Objective - Locate every line in the listing below that contains the word "roadside", and copy each of those lines. Case counts.

Dataset records about where objects are located -
++++++++
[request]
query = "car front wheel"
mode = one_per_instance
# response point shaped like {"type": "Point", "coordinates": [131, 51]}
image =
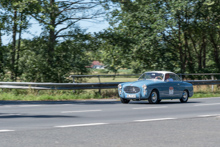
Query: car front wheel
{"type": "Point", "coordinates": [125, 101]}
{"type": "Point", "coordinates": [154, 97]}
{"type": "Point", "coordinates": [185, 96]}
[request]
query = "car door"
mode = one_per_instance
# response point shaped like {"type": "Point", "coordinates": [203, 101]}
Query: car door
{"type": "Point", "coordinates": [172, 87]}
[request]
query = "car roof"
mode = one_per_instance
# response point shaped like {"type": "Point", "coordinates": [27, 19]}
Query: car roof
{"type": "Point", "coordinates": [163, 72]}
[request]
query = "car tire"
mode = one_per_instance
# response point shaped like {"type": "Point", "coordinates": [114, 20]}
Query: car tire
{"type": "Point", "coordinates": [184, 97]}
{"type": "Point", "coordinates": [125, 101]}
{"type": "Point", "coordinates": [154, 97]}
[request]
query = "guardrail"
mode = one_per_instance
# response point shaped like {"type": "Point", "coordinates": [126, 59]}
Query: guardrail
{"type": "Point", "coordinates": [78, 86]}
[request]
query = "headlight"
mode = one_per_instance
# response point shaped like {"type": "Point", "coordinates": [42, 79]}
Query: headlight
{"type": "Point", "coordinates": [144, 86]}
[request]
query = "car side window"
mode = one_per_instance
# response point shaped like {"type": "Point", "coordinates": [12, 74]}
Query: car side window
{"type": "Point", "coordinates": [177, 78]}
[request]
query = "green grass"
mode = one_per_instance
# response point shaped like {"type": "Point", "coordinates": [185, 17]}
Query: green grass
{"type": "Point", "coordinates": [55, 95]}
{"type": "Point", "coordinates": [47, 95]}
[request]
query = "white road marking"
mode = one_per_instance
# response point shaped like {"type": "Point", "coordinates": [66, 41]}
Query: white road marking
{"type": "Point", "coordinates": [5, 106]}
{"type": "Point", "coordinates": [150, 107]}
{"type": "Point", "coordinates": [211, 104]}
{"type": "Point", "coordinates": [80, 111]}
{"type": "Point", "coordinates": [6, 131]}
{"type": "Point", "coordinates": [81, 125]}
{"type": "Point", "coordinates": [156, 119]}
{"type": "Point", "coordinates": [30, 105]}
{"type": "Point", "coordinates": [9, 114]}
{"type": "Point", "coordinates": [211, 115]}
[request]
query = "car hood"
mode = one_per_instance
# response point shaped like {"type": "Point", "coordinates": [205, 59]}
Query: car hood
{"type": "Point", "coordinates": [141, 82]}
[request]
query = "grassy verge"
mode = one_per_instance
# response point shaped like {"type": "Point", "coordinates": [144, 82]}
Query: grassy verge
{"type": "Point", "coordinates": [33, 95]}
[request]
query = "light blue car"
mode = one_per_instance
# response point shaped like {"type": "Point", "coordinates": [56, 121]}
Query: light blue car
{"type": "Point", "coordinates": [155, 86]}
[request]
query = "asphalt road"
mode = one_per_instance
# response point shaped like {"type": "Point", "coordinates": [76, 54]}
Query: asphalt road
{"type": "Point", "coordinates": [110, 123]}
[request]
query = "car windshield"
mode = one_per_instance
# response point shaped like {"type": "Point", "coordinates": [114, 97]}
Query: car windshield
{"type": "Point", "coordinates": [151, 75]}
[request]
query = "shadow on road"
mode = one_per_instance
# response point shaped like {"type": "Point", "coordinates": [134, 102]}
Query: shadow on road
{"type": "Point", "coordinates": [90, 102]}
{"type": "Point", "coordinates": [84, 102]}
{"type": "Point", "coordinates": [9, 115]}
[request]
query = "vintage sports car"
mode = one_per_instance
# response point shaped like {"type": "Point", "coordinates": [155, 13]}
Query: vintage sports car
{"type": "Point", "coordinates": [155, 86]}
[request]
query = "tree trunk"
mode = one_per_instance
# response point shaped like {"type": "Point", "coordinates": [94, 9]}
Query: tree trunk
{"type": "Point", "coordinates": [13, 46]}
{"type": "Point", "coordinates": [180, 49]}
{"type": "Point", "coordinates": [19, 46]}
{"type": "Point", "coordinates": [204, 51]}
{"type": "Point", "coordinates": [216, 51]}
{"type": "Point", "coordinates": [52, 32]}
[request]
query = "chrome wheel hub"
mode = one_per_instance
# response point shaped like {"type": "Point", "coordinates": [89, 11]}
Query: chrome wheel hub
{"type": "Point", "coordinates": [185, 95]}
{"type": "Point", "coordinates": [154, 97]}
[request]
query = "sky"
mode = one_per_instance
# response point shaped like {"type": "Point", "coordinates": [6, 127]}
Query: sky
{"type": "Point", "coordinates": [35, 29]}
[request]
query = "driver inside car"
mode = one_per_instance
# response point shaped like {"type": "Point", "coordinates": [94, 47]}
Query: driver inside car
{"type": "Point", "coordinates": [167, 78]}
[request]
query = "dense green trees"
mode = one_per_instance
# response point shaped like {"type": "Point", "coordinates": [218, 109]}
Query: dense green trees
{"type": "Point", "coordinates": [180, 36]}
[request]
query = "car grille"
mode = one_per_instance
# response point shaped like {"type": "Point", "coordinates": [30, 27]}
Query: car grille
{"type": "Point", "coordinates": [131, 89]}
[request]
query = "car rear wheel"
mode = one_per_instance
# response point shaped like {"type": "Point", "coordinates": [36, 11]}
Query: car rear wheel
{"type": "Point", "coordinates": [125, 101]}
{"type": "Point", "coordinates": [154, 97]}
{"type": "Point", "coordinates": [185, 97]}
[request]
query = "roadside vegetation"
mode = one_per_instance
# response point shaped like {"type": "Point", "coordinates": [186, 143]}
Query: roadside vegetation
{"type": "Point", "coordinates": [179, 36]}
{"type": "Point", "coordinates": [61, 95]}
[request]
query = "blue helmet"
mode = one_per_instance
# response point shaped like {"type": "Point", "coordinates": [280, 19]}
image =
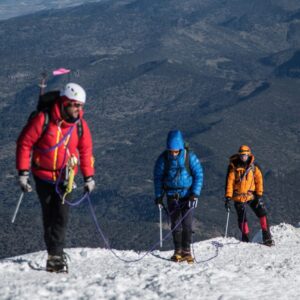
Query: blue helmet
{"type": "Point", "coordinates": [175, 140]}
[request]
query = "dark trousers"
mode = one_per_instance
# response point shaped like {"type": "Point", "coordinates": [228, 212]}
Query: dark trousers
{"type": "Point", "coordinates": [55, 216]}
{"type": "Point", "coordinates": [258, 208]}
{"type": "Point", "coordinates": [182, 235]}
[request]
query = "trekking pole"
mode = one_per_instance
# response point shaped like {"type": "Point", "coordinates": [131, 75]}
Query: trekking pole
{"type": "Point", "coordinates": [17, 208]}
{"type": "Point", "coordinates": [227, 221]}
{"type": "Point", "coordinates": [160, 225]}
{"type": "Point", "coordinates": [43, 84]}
++++++++
Task response -
query = "roadside vegetation"
Query: roadside vegetation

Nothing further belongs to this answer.